What you need to do >>
A: In the passage on sin, how does Granny Weatherwax define sin?
B: Quote word for word the part of the passage on sin that opens with the words containing "Thoughts from Terry" and closes with "said Granny Weatherwax.".

Reading passage >>
::::
Wednesday, October 19, 2016

There’s no grays, only white that’s got grubby...

Thoughts from Terry Pratchett:
'There is a very interesting debate raging at the moment about the nature of sin, for example,' said Oats.
'And what do they think? Against it, are they?' said Granny Weatherwax.
'It’s not as simple as that. It’s not a black and white issue. There are so many shades of gray.'
'There’s no grays, only white that’s got grubby. I’m surprised you don’t know that. And sin, young man, is when you treat people as things. Including yourself. That’s what sin is.'
'It’s a lot more complicated than that—'
'No. It ain’t. When people say things are a lot more complicated than that, they means they’re getting worried that they won’t like the truth. People as things, that’s where it starts.'
'Oh, I’m sure there are worse crimes—'
'But they starts with thinking about people as things…'
THERE’S NO GRAYS, ONLY WHITE THAT’S GOT GRUBBY... no, I'm not speaking as Death, just realising that this sentence expresses what I've been thinking about a lot recently. Man was created perfect, but all have sinned and fall short of the glory of God.
::::
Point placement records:
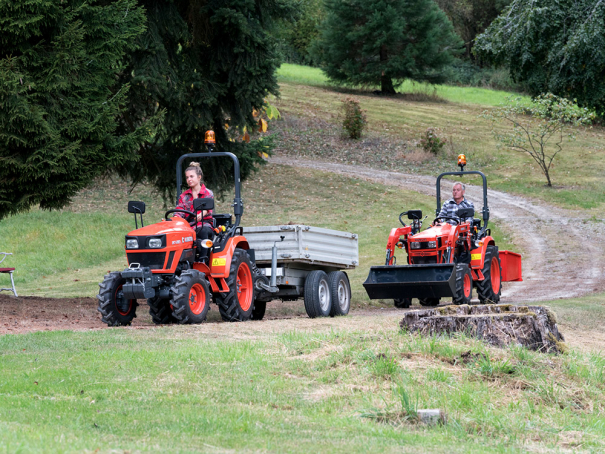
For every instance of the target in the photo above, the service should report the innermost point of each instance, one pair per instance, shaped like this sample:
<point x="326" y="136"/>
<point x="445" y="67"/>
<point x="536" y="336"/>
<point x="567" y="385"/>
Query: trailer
<point x="300" y="261"/>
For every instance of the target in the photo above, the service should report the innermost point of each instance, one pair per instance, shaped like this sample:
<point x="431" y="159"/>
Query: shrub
<point x="354" y="118"/>
<point x="431" y="142"/>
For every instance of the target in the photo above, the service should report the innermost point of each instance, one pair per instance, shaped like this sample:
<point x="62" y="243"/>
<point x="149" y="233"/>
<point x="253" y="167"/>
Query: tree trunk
<point x="534" y="327"/>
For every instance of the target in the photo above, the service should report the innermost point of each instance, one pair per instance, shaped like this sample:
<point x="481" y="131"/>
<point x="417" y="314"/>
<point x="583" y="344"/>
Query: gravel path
<point x="562" y="249"/>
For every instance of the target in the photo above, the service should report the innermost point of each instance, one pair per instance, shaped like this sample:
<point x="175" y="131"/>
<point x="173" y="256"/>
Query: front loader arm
<point x="396" y="233"/>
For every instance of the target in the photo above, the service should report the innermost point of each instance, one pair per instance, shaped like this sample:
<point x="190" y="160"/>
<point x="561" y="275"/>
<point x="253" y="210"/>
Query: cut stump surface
<point x="534" y="327"/>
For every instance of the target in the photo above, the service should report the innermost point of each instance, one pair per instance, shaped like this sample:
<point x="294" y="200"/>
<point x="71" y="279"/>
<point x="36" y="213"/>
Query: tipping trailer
<point x="301" y="261"/>
<point x="445" y="260"/>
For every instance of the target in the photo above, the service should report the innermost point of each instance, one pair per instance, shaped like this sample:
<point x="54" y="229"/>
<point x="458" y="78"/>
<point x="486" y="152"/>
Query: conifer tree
<point x="59" y="98"/>
<point x="371" y="42"/>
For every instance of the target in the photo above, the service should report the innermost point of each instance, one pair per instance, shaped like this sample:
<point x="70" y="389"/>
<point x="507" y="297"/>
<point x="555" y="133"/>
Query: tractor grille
<point x="154" y="260"/>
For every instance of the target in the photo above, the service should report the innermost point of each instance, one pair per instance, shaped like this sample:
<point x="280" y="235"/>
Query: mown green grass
<point x="306" y="75"/>
<point x="66" y="253"/>
<point x="348" y="384"/>
<point x="311" y="129"/>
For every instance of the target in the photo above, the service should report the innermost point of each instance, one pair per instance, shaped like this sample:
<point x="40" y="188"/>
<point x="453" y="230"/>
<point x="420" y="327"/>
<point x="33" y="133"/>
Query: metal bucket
<point x="411" y="281"/>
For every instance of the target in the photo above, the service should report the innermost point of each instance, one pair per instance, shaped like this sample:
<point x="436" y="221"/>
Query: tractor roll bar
<point x="468" y="172"/>
<point x="238" y="204"/>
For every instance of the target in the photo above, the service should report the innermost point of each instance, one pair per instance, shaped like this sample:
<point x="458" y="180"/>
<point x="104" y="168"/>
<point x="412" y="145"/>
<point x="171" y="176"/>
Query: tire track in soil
<point x="562" y="253"/>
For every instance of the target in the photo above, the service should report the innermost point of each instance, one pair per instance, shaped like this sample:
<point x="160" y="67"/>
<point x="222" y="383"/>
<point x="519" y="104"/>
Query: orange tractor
<point x="164" y="268"/>
<point x="445" y="260"/>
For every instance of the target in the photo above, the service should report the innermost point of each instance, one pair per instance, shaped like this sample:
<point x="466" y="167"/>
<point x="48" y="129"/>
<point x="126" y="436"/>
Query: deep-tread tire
<point x="402" y="303"/>
<point x="429" y="301"/>
<point x="489" y="292"/>
<point x="190" y="297"/>
<point x="259" y="310"/>
<point x="109" y="294"/>
<point x="160" y="311"/>
<point x="464" y="284"/>
<point x="240" y="280"/>
<point x="317" y="294"/>
<point x="340" y="293"/>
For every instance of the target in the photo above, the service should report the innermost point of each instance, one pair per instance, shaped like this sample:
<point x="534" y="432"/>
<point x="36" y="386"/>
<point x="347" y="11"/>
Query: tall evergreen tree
<point x="207" y="63"/>
<point x="369" y="42"/>
<point x="59" y="98"/>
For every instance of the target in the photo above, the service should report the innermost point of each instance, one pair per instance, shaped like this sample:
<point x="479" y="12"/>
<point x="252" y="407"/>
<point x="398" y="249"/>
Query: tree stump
<point x="534" y="327"/>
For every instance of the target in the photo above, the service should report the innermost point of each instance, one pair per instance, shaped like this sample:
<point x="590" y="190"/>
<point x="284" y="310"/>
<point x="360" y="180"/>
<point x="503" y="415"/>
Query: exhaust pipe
<point x="411" y="281"/>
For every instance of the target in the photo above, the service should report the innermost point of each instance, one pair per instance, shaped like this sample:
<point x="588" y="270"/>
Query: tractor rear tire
<point x="402" y="303"/>
<point x="190" y="297"/>
<point x="259" y="310"/>
<point x="160" y="311"/>
<point x="429" y="301"/>
<point x="115" y="311"/>
<point x="464" y="285"/>
<point x="490" y="289"/>
<point x="317" y="294"/>
<point x="340" y="293"/>
<point x="237" y="305"/>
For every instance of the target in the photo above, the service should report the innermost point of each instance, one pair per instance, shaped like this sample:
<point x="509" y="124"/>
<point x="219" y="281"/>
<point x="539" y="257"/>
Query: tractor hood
<point x="177" y="225"/>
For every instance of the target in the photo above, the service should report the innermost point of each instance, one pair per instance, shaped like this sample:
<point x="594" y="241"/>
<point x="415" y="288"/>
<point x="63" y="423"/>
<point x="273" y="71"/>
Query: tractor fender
<point x="220" y="262"/>
<point x="478" y="254"/>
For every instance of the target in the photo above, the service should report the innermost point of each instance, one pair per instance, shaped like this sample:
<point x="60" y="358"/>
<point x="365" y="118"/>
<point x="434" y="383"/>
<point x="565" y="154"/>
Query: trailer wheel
<point x="237" y="305"/>
<point x="259" y="310"/>
<point x="429" y="301"/>
<point x="490" y="288"/>
<point x="160" y="311"/>
<point x="402" y="303"/>
<point x="340" y="293"/>
<point x="317" y="294"/>
<point x="464" y="284"/>
<point x="190" y="297"/>
<point x="114" y="308"/>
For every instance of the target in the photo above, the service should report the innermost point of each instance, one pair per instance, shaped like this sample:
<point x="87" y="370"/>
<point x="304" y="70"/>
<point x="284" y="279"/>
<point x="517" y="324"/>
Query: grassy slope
<point x="331" y="386"/>
<point x="67" y="253"/>
<point x="577" y="174"/>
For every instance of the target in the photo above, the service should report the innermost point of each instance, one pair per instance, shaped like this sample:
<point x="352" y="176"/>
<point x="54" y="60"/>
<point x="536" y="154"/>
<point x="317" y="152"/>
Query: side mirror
<point x="203" y="204"/>
<point x="136" y="207"/>
<point x="414" y="214"/>
<point x="464" y="213"/>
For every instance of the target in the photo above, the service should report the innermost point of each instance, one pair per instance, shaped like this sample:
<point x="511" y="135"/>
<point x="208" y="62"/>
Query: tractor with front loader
<point x="166" y="269"/>
<point x="446" y="260"/>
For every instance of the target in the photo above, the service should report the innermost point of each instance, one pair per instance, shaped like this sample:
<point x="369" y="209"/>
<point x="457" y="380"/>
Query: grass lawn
<point x="66" y="253"/>
<point x="310" y="128"/>
<point x="345" y="384"/>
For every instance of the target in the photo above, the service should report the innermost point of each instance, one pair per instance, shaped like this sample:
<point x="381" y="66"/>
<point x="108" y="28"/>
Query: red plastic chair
<point x="9" y="271"/>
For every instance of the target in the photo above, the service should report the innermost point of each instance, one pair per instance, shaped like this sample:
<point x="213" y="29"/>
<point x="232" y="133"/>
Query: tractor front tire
<point x="464" y="284"/>
<point x="190" y="297"/>
<point x="490" y="289"/>
<point x="429" y="301"/>
<point x="160" y="311"/>
<point x="237" y="304"/>
<point x="402" y="303"/>
<point x="114" y="309"/>
<point x="340" y="293"/>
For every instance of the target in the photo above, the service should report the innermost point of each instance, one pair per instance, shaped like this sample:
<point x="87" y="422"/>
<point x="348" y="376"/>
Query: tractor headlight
<point x="155" y="243"/>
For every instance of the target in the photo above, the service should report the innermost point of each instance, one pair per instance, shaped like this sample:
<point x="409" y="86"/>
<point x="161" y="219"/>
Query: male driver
<point x="451" y="207"/>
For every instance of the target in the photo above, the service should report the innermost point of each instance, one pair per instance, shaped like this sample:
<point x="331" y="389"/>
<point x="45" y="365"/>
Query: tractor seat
<point x="223" y="219"/>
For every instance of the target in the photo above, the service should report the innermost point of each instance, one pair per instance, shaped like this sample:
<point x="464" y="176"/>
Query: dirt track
<point x="562" y="252"/>
<point x="558" y="260"/>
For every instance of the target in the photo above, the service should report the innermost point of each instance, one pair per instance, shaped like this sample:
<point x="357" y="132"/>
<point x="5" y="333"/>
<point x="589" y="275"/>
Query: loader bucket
<point x="411" y="281"/>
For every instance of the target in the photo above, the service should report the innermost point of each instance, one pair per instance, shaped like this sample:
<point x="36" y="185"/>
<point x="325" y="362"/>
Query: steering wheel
<point x="180" y="210"/>
<point x="448" y="218"/>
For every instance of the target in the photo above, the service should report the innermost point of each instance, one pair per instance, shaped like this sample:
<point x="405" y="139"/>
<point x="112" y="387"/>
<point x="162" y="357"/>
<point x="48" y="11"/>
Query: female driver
<point x="197" y="189"/>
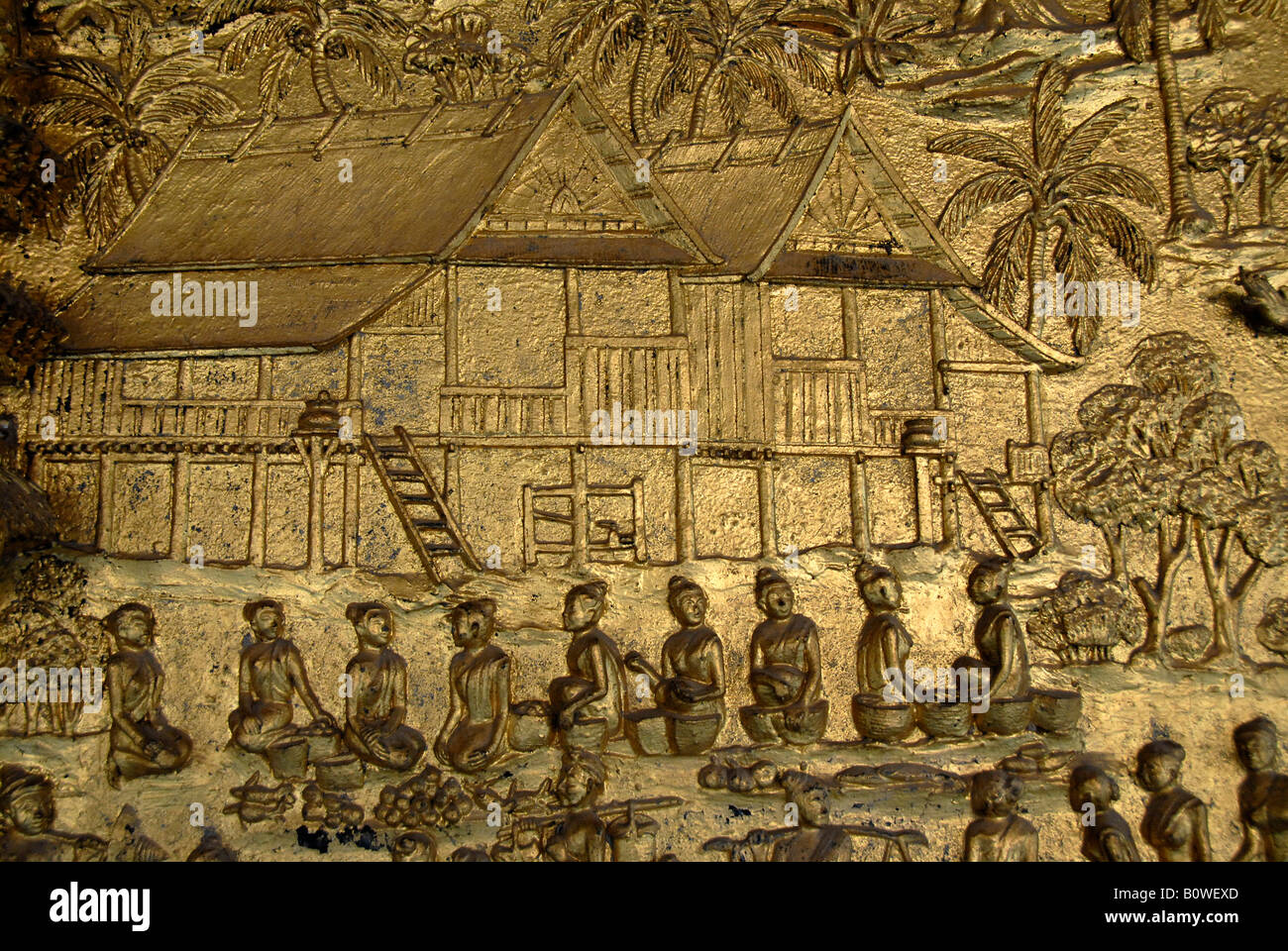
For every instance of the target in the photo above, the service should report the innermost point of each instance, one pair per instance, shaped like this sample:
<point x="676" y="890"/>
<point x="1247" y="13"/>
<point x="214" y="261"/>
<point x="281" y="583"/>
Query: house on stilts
<point x="537" y="342"/>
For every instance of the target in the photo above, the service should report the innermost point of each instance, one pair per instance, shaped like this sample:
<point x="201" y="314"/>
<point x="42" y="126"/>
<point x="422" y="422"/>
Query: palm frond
<point x="984" y="191"/>
<point x="984" y="147"/>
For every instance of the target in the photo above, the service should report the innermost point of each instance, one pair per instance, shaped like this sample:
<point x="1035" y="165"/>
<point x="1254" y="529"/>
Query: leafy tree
<point x="1237" y="501"/>
<point x="1235" y="133"/>
<point x="1126" y="468"/>
<point x="317" y="33"/>
<point x="863" y="35"/>
<point x="1051" y="185"/>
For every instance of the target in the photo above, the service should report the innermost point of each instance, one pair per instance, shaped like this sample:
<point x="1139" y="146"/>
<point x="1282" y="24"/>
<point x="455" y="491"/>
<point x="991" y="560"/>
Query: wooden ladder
<point x="1014" y="532"/>
<point x="433" y="531"/>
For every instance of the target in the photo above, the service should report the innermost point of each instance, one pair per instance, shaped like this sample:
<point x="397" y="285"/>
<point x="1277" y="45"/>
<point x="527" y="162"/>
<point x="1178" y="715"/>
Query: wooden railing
<point x="232" y="418"/>
<point x="502" y="410"/>
<point x="820" y="402"/>
<point x="639" y="372"/>
<point x="888" y="425"/>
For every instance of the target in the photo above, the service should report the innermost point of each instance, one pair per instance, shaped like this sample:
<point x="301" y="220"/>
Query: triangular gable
<point x="583" y="178"/>
<point x="844" y="215"/>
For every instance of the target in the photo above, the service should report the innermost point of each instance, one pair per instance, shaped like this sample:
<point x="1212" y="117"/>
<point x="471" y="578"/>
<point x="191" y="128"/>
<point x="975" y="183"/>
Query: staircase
<point x="1014" y="532"/>
<point x="429" y="523"/>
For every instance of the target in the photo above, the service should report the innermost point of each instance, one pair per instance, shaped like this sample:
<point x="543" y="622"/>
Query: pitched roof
<point x="295" y="307"/>
<point x="270" y="193"/>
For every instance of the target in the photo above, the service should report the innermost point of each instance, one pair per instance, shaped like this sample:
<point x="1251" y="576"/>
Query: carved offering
<point x="639" y="431"/>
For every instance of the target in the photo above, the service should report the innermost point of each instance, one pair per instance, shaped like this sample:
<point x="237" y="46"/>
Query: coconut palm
<point x="124" y="121"/>
<point x="451" y="47"/>
<point x="612" y="29"/>
<point x="1051" y="184"/>
<point x="863" y="35"/>
<point x="746" y="54"/>
<point x="1145" y="30"/>
<point x="314" y="31"/>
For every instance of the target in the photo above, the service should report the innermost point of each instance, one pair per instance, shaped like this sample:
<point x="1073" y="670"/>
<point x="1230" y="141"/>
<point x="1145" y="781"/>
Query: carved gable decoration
<point x="563" y="185"/>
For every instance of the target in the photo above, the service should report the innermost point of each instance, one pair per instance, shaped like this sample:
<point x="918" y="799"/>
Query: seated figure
<point x="142" y="742"/>
<point x="473" y="736"/>
<point x="588" y="703"/>
<point x="376" y="699"/>
<point x="1106" y="834"/>
<point x="999" y="834"/>
<point x="999" y="637"/>
<point x="1262" y="793"/>
<point x="270" y="674"/>
<point x="27" y="830"/>
<point x="884" y="643"/>
<point x="786" y="672"/>
<point x="691" y="687"/>
<point x="1175" y="821"/>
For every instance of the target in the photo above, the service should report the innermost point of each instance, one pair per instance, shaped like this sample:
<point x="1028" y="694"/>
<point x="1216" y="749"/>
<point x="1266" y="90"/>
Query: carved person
<point x="694" y="672"/>
<point x="999" y="637"/>
<point x="997" y="834"/>
<point x="27" y="818"/>
<point x="591" y="690"/>
<point x="884" y="643"/>
<point x="1262" y="793"/>
<point x="270" y="673"/>
<point x="1106" y="834"/>
<point x="786" y="669"/>
<point x="473" y="736"/>
<point x="142" y="742"/>
<point x="376" y="699"/>
<point x="1175" y="822"/>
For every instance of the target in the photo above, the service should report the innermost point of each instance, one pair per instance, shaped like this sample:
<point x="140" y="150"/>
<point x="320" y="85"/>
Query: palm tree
<point x="313" y="31"/>
<point x="123" y="120"/>
<point x="1145" y="29"/>
<point x="746" y="54"/>
<point x="613" y="29"/>
<point x="1061" y="189"/>
<point x="451" y="47"/>
<point x="863" y="35"/>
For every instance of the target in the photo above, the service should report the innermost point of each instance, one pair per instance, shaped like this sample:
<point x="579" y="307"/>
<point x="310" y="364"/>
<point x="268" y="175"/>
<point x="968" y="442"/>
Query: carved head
<point x="987" y="582"/>
<point x="809" y="795"/>
<point x="581" y="779"/>
<point x="687" y="599"/>
<point x="267" y="619"/>
<point x="585" y="604"/>
<point x="1257" y="744"/>
<point x="995" y="792"/>
<point x="1090" y="784"/>
<point x="774" y="594"/>
<point x="373" y="621"/>
<point x="1158" y="765"/>
<point x="132" y="626"/>
<point x="26" y="799"/>
<point x="473" y="622"/>
<point x="879" y="586"/>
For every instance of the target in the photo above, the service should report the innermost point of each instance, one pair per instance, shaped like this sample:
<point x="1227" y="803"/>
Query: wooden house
<point x="480" y="287"/>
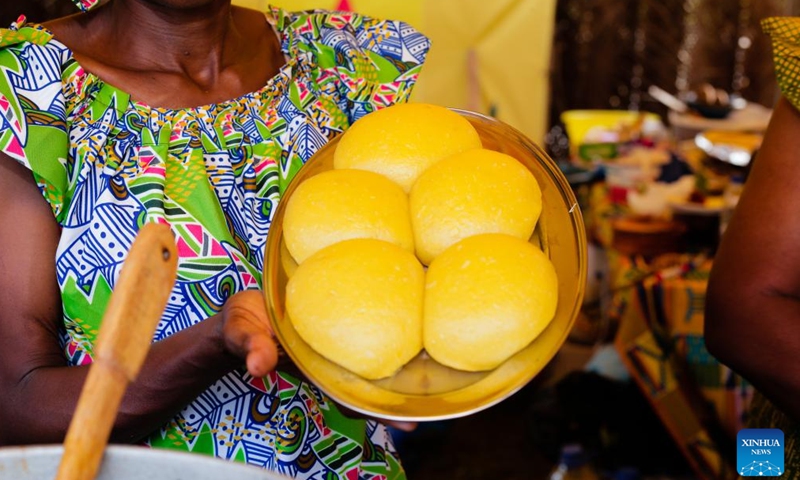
::::
Answer set >>
A: Sin is when you treat people as things, including yourself.

B:
Thoughts from Terry Pratchett:
'There is a very interesting debate raging at the moment about the nature of sin, for example,' said Oats.
'And what do they think? Against it, are they?' said Granny Weatherwax.